» **REQUIREMENT**: Nothing but the records themselves, exactly as written and free of pictures, should appear in your response.

» **SOURCE MATERIAL**:
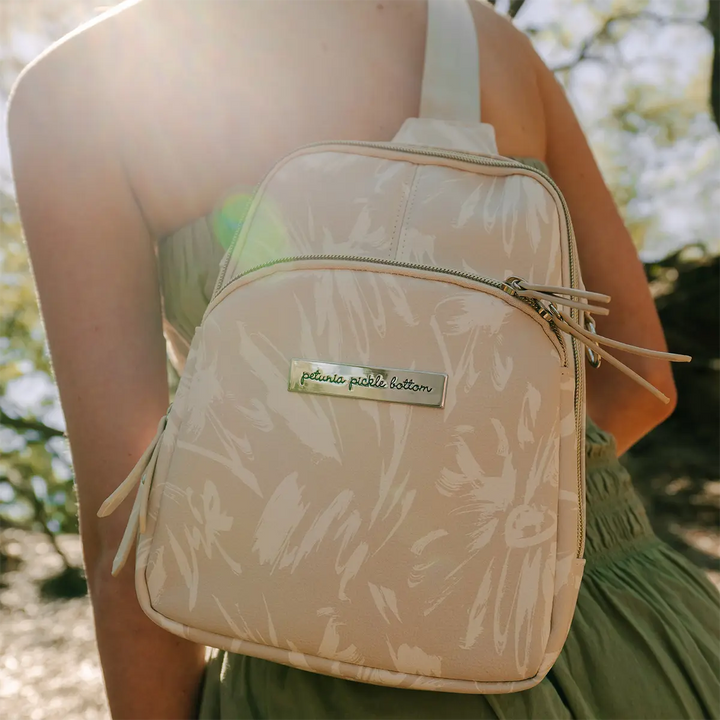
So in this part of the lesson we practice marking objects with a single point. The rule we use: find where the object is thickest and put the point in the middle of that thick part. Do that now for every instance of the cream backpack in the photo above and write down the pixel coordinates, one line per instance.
(374, 464)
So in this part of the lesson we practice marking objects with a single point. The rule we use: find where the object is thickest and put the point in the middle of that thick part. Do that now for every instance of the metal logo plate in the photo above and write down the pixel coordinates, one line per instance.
(364, 383)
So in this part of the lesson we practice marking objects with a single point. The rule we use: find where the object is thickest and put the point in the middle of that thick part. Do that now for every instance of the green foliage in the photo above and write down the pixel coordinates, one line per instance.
(36, 489)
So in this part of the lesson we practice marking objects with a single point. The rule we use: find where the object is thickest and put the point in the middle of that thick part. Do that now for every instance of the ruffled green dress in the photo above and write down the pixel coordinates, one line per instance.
(645, 639)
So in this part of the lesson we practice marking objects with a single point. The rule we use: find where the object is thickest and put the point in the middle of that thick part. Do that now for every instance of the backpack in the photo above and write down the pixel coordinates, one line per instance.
(373, 467)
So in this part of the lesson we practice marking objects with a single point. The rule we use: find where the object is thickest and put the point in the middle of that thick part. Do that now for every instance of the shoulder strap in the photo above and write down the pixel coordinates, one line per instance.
(451, 78)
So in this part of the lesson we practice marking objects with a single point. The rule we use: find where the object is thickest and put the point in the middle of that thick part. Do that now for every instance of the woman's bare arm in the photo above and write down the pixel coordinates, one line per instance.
(94, 267)
(609, 264)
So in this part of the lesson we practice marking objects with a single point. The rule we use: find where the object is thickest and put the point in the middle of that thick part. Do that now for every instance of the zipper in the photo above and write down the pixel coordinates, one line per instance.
(488, 162)
(472, 277)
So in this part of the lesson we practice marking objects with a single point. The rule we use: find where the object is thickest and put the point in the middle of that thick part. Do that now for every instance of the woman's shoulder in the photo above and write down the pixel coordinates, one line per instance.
(74, 77)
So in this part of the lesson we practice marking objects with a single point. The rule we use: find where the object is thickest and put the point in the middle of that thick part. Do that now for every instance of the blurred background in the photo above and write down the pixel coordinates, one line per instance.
(640, 76)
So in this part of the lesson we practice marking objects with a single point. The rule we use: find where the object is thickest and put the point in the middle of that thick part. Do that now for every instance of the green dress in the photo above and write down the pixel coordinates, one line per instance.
(645, 639)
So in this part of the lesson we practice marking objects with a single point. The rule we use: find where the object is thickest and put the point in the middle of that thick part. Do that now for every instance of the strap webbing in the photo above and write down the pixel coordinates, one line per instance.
(451, 78)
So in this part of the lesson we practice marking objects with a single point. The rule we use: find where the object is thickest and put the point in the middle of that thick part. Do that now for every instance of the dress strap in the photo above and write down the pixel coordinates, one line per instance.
(451, 77)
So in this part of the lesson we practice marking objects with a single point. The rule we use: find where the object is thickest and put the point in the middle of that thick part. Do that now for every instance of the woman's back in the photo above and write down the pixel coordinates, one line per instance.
(214, 93)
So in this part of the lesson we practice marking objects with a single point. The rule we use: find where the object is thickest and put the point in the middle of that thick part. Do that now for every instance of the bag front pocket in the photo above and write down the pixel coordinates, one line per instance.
(404, 537)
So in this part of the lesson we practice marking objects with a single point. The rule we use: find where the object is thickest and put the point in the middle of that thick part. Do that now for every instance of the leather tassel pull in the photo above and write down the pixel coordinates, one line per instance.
(142, 473)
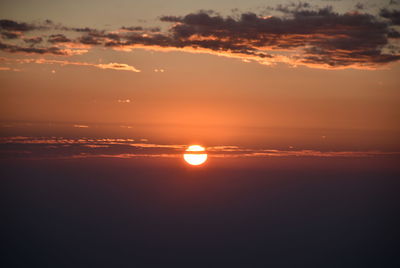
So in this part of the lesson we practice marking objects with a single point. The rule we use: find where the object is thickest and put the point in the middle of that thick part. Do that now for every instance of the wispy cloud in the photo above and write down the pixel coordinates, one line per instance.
(127, 148)
(109, 66)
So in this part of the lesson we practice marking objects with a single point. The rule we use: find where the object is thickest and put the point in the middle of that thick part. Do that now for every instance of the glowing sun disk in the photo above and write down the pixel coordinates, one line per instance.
(193, 157)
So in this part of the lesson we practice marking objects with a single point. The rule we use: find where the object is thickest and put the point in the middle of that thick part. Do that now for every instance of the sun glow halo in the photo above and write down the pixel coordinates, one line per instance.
(195, 155)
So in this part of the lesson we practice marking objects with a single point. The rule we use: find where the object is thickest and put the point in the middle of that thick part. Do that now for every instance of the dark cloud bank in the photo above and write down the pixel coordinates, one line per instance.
(318, 38)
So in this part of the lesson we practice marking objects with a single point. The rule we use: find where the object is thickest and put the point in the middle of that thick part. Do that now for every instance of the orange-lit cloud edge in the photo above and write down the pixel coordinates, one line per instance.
(60, 148)
(302, 36)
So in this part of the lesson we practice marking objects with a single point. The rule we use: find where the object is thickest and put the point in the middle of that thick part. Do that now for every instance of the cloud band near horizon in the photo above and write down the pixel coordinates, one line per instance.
(319, 38)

» **RESPONSE BELOW**:
So in this part of the lesson we practice marking objects with a single point. The rule we use: find where the object is thickest and put the point in the middle of that thick part. Do that now for every instance of the cream backpack in the photo above and write down the pixel coordinates, one line per instance.
(374, 464)
So in this part of the lesson we practice marking objects with a single point. The rule we use: find where the object is thickest and put the point in the middle of that thick part. Do that now for every instance of the metal logo plate in the photo above and write down the pixel coordinates, one line per instance.
(364, 383)
So in this part of the lesson we practice marking objects with a single point. The rule we use: find where the object is thickest and put the point in the middle of that thick part. Do that now for every instance of the green foliage in the photo above and write down the pixel coordinates, one line per instance.
(36, 489)
So in this part of the lesson we practice marking objects with a single point. The rule we use: find where the object is thickest and put the point in the middle of that thick part. Do that now for every instance of the ruffled green dress in the photo above and write down the pixel coordinates, one line per instance.
(645, 639)
So in this part of the lesson we practice marking objects with a single point. The rule we use: find where the object is thickest and put the point in the middle of that thick part. Do that now for every instance of the backpack in the photo above and write down the pixel coordinates, one line per instance.
(373, 467)
So in this part of the lesson we practice marking objects with a single point. The rule we use: find where the object is thickest and put the point in the middle of that thick part. Do that now for every instance of the shoulder strap in the photo above and write down the pixel coordinates, one line per instance.
(451, 78)
So in this part of the lesson we practice marking objects with a single point. The rule we use: find where the object is thickest and put the point in the middle of that thick part. Do that now for every instance of the woman's bare arm in the photo above and write down the pixel coordinates, one line per instance.
(94, 267)
(609, 264)
So in this part of the lesson we practice marking objects with a single point. The rule we use: find where the object is thickest and put the point in the middle of that thick part. Do that now for every instance of the zipper in the photo above and write down the pixel coordinates, one line per instance.
(488, 162)
(472, 277)
So in this part of the lesson we practice marking objects with a single point. The rule we use: find where the object is thickest and put the point in the middle of that thick part. Do that now for every instance of the woman's shoulder in the photo above and write down the pixel coordinates, one line per instance.
(74, 77)
So in this part of the lesson we practice marking objects with a single point. The rule we use: find where the object is thickest and put the point in the middle of that thick part. Do that now for every instance of the blurred background in the photo above and write down the pixel coordinates, one line per instance.
(640, 76)
So in this part of the lesson we practice marking objects with a single point. The rule we use: find where the object is thickest and put the point in the middle of that thick part. Do that now for every instance of the green dress in the photo above and write down the pixel coordinates, one line per instance.
(645, 639)
So in this part of the lesson we practice marking objects with a single point. The rule we use: find where the object is thickest and put the point in the middle of that thick part. Do that now for every instance of the strap webbing in the photo above and write down the pixel coordinates, one line per instance.
(451, 78)
So in this part of the lesson we practice marking objects with a single point. The rule we use: find where the object is thickest and put the point in the middle of that thick part. Do that now for every instance of the dress strap in the photo above and write down the pixel coordinates, one line per instance.
(451, 77)
So in this part of the lesson we practice marking objects with a single point. The rule we use: find where the object is thickest and put the point in the middle of that thick part. Do that now for every instance of the woman's back in the photo above and write down the pixel coordinates, one line per instance.
(214, 93)
So in this part of the lesson we practice marking objects with a single point. The rule we use: find where the object is thickest and put the point in the middle of that thick part. Do that now for every instance of the bag front pocket in the photo above and write down the pixel coordinates, one line per instance.
(404, 537)
So in this part of the lesson we practice marking objects with a single point. The rule we use: find where the object is thickest and put the point in the middle of that thick part. Do that now for every instance of the leather tassel pull in the photo above and write down the pixel coordinates, one line per instance.
(142, 473)
So in this part of the lesson we practice marking objects with a single point. The rule we use: find where the object is thickest and put the point in the middle of that thick part. Do that now for every instance of the wispy cloud in the photo above and write down the pixel coordinates, one line per instance.
(127, 148)
(109, 66)
So in this part of the lesson we practice marking objects with a single point. The rule we use: find where the object is thickest and put the point in the middle of that thick part. Do that now for every instance of the glowing sun disk in the photo above and write down the pixel coordinates, one line per instance.
(193, 157)
So in this part of the lesson we practice marking objects with a single point. The rule we use: find where the object is thickest and put the point in the middle of that thick part. Do that now for every instance of the sun glow halo in the photo above and write down the pixel coordinates, one line per instance.
(195, 155)
So in this part of the lesson we practice marking objects with a single point. The rule we use: find where the object is thickest and put the point in the middle of that thick part. Do that now for every instance of the dark cloud bank in the photo above and write down the pixel coordinates, one line per instance.
(318, 38)
So in this part of the lesson we practice marking objects with a single point. The rule we use: find where the object is thickest and put the point in the middle of that thick part. Do that now for every instance of the orange-lit cloud edge in the photo above and write down the pixel coordinates, one line per instance.
(60, 148)
(302, 36)
So in this part of the lesson we practice marking objects with a single point. The rule we use: find where the object is thickest and put the point in the middle of that thick part. Do that now for every instance of the cloud band near horizon in the photo above and write down the pixel coordinates, one line per instance.
(319, 38)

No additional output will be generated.